* CONSEGNA: Riscrivi l'estratto fornito da "Ora tocca a" fino a "deve essere esteso.", sostituendo "Cassino" con "Melfi".

Oggi pubblico le motivazioni dello sciopero generale del 28 gennaio secondo Stefano d’Errico, segretario nazionale dell’Unicobas

Ora tocca a Cassino. L’attacco contro i diritti dei lavoratori colpisce anche le rappresentanze: le sigle non firmatarie non potranno eleggere delegati nell’azienda. Perciò, lo sciopero indetto dalla Fiom nel settore auto (colpevolmente non generalizzato dalla Cgil) deve essere esteso.

La Confederazione Italiana di Base Unicobas, ha proclamato per il 28 gennaio uno sciopero generale intercategoriale e sarà presente in molte piazze d’Italia. Occorre riflettere sulle analogie che accomunano il mondo del lavoro. Come si tenta d’imporre ritmi logoranti a Mirafiori, così gli insegnanti sono oberati di incarichi e messi in condizioni sempre più disagevoli, in diretta conseguenza degli oltre centomila tagli che hanno colpito i precari. Come agli operai di Mirafiori si propongono meccanismi «premiali» arbitrari e discrezionali, così nelle scuole vengono introdotti criteri di valutazione del «merito», con il malcelato intento di incentivare la rivalità tra colleghi, mortificare la professionalità, limitare la libertà d’insegnamento.

Non siamo però disposti a passare sotto silenzio le responsabilità dei sindacati cosiddetti maggiormente rappresentativi, Cgil compresa. La loro prassi ha portato Sergio Marchionne a puntare su accordi unilaterali. Sia nel settore pubblico sia in quello privato, sono invalse, negli ultimi venti anni, limitazioni pesanti al diritto di sciopero al riconoscimento delle organizzazioni sindacali non firmatarie di contratto, con il placet dei sindacati confederali.

* MATERIALE FORNITO:
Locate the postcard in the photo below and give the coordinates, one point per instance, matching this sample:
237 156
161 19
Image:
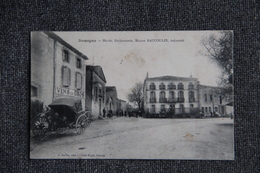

* SOLUZIONE:
Ora tocca a Melfi. L’attacco contro i diritti dei lavoratori colpisce anche le rappresentanze: le sigle non firmatarie non potranno eleggere delegati nell’azienda. Perciò, lo sciopero indetto dalla Fiom nel settore auto (colpevolmente non generalizzato dalla Cgil) deve essere esteso.